- _What is required_
Your answer must be the lines from the one containing "-- provide the" through the last line of the records below, copied exactly, with the pictures left out.

- _Dataset extract_
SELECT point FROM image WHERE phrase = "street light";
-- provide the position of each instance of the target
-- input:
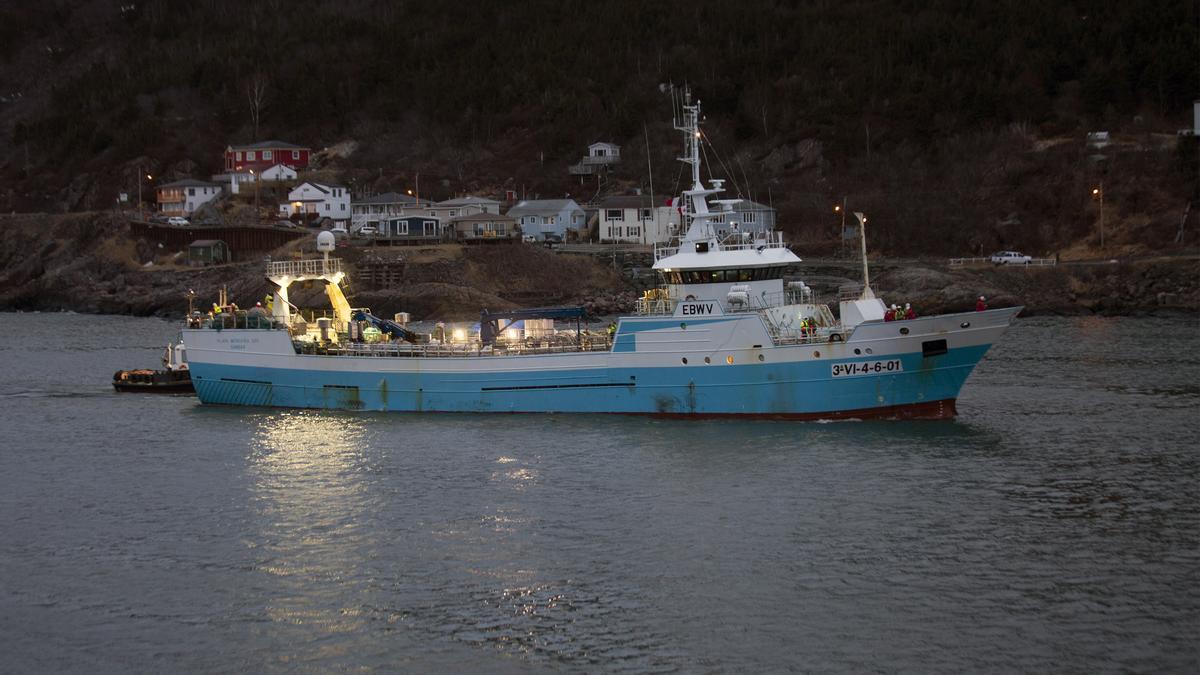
(141, 211)
(841, 208)
(255, 179)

- _Answer to this task_
-- provide the position of each instance of the target
-- input:
(141, 211)
(841, 208)
(255, 179)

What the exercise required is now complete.